## Задание 1:
Сколько резервных танковых дивизий Израиль отправил на войну с Сирией в первую неделю войны, если судить по отрывку о Суэцком канале?

## Исходный текст:
>>
Суэцкий канал — около сотни метров спокойной воды — сам по себе не был серьезным препятствием. В любом случае израильтяне не стали укомплектовывать личным составом укрепления на своей стороне канала, рассчитывая на мобильную защиту с помощью бронетехники, основанной на быстром разворачивании усиленной танковой дивизии, направленной против любых попыток пересечь канал. И как всегда, они чрезмерно полагались на свои ВВС[194]. Поэтому египтяне могли без особого труда пересечь канал, но это не решило бы тут же встававшей перед ними проблемы, а именно схватки с контратакующими израильскими танками. В еще меньшей степени они способны были сопротивляться полной силе израильской армии, которая в течение трех дней после пересечения канала мобилизовала бы своих резервистов. А тем временем израильские ВВС, успешно состязаться с которыми в воздушном бою египетские истребители не могли, стали бы систематически атаковать египетские войска по обеим сторонам канала.
План египтян, который решил эти проблемы, казавшиеся нерешаемыми, — своего рода идеальный образец, гармоничный относительно и вертикального, и горизонтального измерений, а также взаимодействия между ними.
В горизонтальном измерении один из важных элементов был дипломатическим: сирийскую военную диктатуру, хотя отнюдь и не состоявшую с Египтом в тесных отношениях, убедили начать одновременное наступление. Поэтому Израиль вынужден был перебросить часть своих сил на Голанские высоты, а не на Синайский фронт. И действительно, две из пяти резервных танковых дивизий были отправлены на войну с Сирией в течение первой недели войны.
<<
## Задание 2:
Найдите в записях все строки со словом "girl" и перепишите их. Регистр букв учитывается.

## Данные для задания:
>>
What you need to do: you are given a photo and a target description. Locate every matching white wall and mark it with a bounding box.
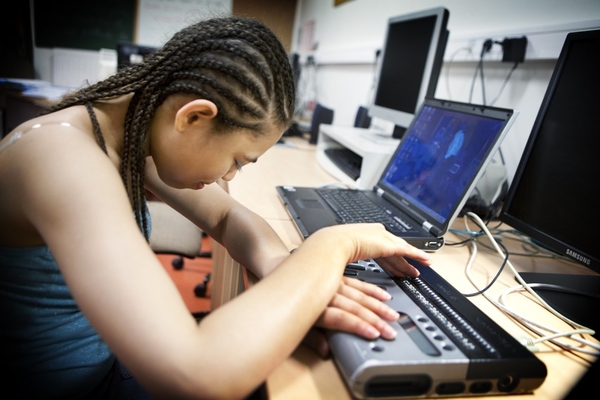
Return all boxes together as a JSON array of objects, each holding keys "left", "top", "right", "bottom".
[{"left": 293, "top": 0, "right": 600, "bottom": 184}]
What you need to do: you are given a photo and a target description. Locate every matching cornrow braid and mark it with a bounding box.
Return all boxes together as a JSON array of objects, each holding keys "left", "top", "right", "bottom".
[{"left": 49, "top": 17, "right": 295, "bottom": 238}]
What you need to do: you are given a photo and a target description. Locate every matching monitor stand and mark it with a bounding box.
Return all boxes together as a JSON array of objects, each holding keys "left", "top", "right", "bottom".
[
  {"left": 392, "top": 125, "right": 406, "bottom": 139},
  {"left": 520, "top": 272, "right": 600, "bottom": 339}
]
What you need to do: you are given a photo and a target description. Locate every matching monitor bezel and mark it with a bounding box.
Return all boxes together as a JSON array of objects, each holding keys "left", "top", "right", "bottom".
[
  {"left": 498, "top": 30, "right": 600, "bottom": 273},
  {"left": 369, "top": 7, "right": 450, "bottom": 134}
]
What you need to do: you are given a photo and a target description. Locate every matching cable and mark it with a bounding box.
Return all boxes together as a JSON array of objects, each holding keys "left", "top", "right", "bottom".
[
  {"left": 465, "top": 212, "right": 600, "bottom": 355},
  {"left": 490, "top": 62, "right": 519, "bottom": 106},
  {"left": 446, "top": 47, "right": 471, "bottom": 100}
]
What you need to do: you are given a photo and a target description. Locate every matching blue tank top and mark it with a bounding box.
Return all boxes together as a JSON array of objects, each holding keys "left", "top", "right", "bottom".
[{"left": 0, "top": 205, "right": 151, "bottom": 399}]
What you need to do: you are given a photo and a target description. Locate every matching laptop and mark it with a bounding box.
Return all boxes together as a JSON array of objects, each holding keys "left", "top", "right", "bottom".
[{"left": 276, "top": 98, "right": 518, "bottom": 251}]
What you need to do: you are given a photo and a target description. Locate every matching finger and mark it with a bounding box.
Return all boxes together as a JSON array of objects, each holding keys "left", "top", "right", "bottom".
[
  {"left": 338, "top": 279, "right": 400, "bottom": 321},
  {"left": 316, "top": 307, "right": 396, "bottom": 340},
  {"left": 342, "top": 276, "right": 392, "bottom": 301},
  {"left": 375, "top": 257, "right": 420, "bottom": 278},
  {"left": 302, "top": 328, "right": 329, "bottom": 358},
  {"left": 325, "top": 294, "right": 399, "bottom": 339}
]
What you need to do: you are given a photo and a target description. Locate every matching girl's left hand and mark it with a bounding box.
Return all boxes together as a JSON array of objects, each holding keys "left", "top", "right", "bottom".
[{"left": 303, "top": 277, "right": 406, "bottom": 357}]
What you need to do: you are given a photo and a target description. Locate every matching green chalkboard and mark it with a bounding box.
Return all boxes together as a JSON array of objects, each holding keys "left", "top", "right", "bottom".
[{"left": 33, "top": 0, "right": 137, "bottom": 50}]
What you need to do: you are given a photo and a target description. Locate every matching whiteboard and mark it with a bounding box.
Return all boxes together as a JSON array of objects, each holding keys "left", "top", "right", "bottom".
[{"left": 135, "top": 0, "right": 233, "bottom": 47}]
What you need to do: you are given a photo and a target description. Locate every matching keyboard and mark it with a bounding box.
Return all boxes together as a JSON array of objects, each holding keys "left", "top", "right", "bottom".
[
  {"left": 325, "top": 148, "right": 362, "bottom": 181},
  {"left": 317, "top": 189, "right": 411, "bottom": 232}
]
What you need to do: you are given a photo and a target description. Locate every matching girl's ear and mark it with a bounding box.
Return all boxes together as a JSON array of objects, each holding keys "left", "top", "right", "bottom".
[{"left": 175, "top": 99, "right": 218, "bottom": 132}]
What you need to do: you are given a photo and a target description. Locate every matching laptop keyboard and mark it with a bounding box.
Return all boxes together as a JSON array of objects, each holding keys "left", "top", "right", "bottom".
[{"left": 317, "top": 189, "right": 412, "bottom": 232}]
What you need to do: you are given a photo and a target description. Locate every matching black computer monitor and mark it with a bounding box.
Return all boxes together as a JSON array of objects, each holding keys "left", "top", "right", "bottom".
[
  {"left": 117, "top": 42, "right": 157, "bottom": 69},
  {"left": 369, "top": 7, "right": 450, "bottom": 138},
  {"left": 499, "top": 30, "right": 600, "bottom": 337}
]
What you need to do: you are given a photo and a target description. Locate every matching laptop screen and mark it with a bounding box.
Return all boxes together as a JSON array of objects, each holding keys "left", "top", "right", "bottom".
[{"left": 380, "top": 104, "right": 506, "bottom": 223}]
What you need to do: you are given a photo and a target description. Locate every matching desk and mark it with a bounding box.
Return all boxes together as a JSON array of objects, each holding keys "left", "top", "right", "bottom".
[{"left": 211, "top": 138, "right": 594, "bottom": 400}]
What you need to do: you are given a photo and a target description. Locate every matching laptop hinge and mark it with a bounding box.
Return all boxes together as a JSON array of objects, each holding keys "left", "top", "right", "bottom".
[{"left": 422, "top": 221, "right": 442, "bottom": 237}]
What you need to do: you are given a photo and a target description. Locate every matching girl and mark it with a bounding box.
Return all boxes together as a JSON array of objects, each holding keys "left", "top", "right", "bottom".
[{"left": 0, "top": 18, "right": 429, "bottom": 399}]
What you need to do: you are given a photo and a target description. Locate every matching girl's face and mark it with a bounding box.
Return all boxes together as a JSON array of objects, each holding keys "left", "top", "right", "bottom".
[{"left": 151, "top": 120, "right": 283, "bottom": 189}]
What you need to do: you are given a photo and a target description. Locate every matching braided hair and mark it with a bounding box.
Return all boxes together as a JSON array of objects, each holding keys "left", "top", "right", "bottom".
<<
## Правильный ответ 1:
Две из пяти резервных танковых дивизий.

## Правильный ответ 2:
What you need to do: you are given a photo and a target description. Locate every matching girl's left hand and mark it with a bounding box.
What you need to do: you are given a photo and a target description. Locate every matching girl's ear and mark it with a bounding box.
What you need to do: you are given a photo and a target description. Locate every matching girl and mark it with a bounding box.
What you need to do: you are given a photo and a target description. Locate every matching girl's face and mark it with a bounding box.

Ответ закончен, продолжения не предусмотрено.